Görev Tanımı
Aşağıdaki Kelkit’te organik hayvancılık konulu köşe yazısını son cümlesinden sonra devam ettirin.

Kaynaktan Alıntı
○ ○ ○ ○ ○

Kelkit’te organik hayvancılık…

Bu makalede ele alınan konular hakkında hızlı bir genel bakış.

Kelkit’te organik hayvancılık…

06 Temmuz 2010

·

Ali Ekber Yıldırım

·

Köşe Yazısı

Güncelleme: Şub 22, 2024

Sabahın kör karanlığında yine yollardayız. Gümüşhane Kelkit’e gitmek için gecenin 2’sinde yola çıktık. Önce 04.10 uçağı ile İzmir’den İstanbul’a, oradan 07.00 uçağı ile Trabzon’a uçuyoruz. Trabzon’dan kara yolu ile Maçka üzerinden yeşilin tüm tonlarını süzerek, güzelliğini anlatmaya sözcüklerin yetersiz kaldığı zirveye, Zigana’ya ulaşınca sütlaç molası veriyoruz. Yeniden yola koyularak Gümüşhane üzerinden Kelkit’e ulaşıyoruz.

○ ○ ○ ○ ○

Kayıtlı Veriler
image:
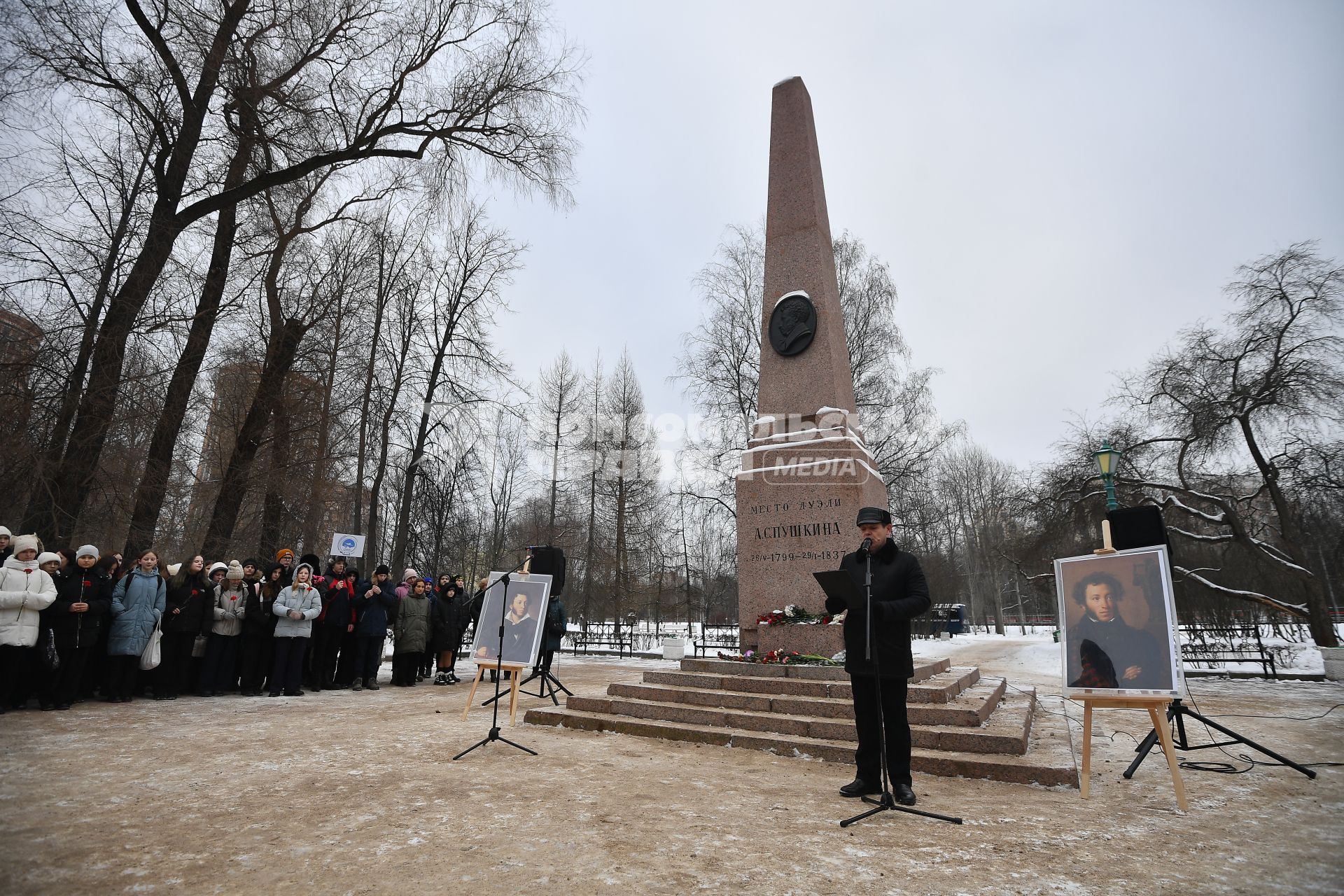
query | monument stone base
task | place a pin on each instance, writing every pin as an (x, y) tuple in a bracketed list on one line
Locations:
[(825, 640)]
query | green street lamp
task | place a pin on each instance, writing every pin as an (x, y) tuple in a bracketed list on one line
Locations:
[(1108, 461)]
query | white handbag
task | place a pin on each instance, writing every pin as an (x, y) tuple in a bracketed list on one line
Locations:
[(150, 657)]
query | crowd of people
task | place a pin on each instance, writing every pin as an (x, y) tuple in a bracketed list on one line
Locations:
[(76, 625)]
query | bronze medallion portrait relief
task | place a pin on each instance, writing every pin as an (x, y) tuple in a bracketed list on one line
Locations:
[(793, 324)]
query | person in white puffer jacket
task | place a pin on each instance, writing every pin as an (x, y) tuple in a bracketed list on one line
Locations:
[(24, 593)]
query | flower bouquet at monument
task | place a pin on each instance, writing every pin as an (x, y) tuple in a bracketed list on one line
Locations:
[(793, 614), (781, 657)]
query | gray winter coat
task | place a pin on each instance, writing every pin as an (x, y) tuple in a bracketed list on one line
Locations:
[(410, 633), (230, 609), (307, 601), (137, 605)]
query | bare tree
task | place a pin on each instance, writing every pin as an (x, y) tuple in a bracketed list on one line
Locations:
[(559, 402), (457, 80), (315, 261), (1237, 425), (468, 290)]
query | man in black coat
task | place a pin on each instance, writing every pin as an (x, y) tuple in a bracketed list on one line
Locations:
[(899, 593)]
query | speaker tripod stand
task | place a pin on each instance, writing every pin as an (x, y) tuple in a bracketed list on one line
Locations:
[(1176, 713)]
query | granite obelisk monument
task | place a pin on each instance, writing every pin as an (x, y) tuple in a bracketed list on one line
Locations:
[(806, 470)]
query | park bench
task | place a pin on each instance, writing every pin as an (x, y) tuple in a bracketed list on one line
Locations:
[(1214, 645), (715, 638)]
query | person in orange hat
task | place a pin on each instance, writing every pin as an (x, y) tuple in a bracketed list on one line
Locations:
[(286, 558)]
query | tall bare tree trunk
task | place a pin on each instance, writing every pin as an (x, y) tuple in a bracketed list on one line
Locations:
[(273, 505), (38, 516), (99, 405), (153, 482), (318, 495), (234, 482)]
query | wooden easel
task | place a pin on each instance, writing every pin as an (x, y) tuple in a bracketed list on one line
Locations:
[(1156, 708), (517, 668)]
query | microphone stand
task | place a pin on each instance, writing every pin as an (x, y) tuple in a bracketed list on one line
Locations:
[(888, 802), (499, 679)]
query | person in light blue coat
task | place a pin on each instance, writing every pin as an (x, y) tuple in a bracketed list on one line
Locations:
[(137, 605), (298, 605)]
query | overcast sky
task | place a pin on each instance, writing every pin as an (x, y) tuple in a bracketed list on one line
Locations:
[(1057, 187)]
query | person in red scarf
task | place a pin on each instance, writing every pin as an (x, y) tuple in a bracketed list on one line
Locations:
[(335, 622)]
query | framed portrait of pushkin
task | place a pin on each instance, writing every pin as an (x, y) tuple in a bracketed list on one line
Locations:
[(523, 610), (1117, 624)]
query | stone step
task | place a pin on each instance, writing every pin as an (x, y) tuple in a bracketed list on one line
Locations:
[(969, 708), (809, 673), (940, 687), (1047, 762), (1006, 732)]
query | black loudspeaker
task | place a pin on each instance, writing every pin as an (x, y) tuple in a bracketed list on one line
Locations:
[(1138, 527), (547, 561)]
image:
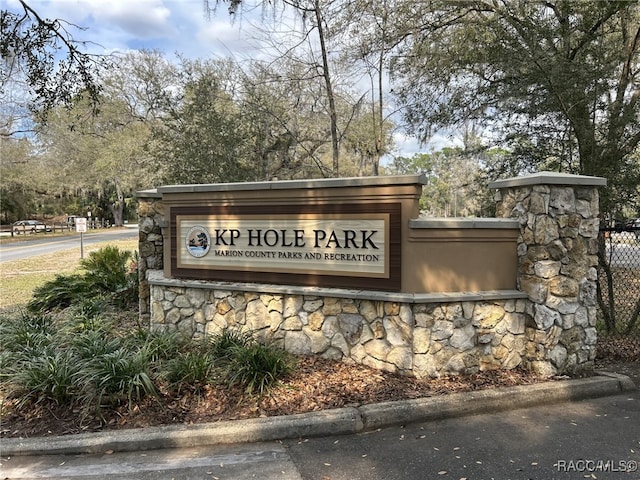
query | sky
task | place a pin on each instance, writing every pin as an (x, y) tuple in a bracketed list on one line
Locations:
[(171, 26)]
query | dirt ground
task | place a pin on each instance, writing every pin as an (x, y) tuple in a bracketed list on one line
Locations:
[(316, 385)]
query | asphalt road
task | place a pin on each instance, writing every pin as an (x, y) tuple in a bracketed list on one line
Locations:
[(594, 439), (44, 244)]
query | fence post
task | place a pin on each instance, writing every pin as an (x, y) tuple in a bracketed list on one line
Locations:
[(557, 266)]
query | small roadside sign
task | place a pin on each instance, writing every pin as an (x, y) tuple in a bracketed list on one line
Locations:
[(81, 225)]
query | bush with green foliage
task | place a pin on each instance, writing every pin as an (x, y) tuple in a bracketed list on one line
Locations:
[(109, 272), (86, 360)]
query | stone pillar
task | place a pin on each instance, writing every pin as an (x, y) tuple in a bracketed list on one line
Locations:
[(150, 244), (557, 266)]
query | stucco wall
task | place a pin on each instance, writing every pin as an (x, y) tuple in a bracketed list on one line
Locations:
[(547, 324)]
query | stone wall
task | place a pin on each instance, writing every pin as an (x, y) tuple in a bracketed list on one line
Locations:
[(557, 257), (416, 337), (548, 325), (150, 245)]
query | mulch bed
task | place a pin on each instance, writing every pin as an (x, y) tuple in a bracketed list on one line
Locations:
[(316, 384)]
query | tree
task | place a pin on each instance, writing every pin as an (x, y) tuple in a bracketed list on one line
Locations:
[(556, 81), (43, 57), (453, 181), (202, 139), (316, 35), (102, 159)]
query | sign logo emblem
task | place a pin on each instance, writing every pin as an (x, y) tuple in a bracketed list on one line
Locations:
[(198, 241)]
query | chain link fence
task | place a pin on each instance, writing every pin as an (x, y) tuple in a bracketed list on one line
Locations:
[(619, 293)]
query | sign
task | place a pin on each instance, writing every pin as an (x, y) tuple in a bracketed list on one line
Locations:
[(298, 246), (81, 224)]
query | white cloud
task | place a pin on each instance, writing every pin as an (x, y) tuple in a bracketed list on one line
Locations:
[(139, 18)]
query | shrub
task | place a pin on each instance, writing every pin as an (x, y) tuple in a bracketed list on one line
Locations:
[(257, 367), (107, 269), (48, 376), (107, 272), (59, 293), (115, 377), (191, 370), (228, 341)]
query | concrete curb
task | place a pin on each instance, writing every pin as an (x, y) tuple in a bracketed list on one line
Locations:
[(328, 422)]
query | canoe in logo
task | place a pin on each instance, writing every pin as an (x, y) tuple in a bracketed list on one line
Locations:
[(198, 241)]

○ ○ ○ ○ ○

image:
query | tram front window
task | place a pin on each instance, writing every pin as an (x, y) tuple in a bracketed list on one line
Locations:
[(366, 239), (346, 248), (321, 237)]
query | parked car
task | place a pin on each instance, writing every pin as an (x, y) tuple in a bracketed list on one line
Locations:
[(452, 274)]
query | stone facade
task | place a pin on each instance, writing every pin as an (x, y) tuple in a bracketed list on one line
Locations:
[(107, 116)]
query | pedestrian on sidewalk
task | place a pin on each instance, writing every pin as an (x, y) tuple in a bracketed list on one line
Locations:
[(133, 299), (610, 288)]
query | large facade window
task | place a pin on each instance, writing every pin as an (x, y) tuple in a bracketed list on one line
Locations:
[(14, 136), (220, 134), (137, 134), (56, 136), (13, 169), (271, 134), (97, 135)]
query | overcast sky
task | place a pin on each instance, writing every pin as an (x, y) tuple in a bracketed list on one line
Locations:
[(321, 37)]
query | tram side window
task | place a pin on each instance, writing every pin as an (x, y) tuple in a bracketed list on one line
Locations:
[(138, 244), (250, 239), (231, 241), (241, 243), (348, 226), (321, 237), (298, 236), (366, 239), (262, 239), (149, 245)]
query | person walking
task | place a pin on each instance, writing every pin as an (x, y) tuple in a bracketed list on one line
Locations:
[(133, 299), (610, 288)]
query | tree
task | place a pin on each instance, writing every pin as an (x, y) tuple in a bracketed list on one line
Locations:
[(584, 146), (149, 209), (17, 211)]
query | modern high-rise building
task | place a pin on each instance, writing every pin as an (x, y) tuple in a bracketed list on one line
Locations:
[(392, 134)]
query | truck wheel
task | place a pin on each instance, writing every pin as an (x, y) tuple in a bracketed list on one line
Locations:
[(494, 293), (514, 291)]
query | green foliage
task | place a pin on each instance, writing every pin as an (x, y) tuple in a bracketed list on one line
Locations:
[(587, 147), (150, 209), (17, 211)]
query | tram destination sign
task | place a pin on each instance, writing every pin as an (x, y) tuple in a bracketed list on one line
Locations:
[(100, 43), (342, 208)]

○ ○ ○ ○ ○

Yanıt
Kelkit, Gümüşhane’ye bağlı şirin bir ilçe. Merkez’de 14 bin olmak üzere 6 belde ve 77 köyde toplam  41 bin 472 kişi yaşıyor.
Temel geçim kaynağı tarım ve hayvancılık. Bitkisel tarım olarak, yonca, silajlık mısır, şeker pancarı, buğday, arpa, patates ve fasulye üretiliyor. Üretim maliyetinin yüksek olması ve üretime getirilen kota nedeniyle pancar üretiminde büyük düşüş var. Bunun yerine bölgede hayvancılığın gelişmesi nedeniyle silajlık mısır üretimi yaygın.
Hayvancılıkta ise, alabalık üretimi ve arıcılığın yanı sıra, 31 bin baş civarında büyükbaş, 20-25 bin baş civarında küçükbaş hayvan varlığı var. Büyükbaşta ortalama işletme büyüklüğü 4 ile 10 baş. Süt sığırcılığında yıllık ortalama verim 1.800  ile 2.380 litre düzeyinde. Organik hayvancılık yapanlarda ise 6 bin litre.
Kelkit’te bulunmamızın iki nedeni var. Birincisi, onur kurulunda yer aldığımız 1.Organik Hayvancılık Kongresi’nde bilgilerimizi paylaşmak ve bilgilerimizi tazelemek.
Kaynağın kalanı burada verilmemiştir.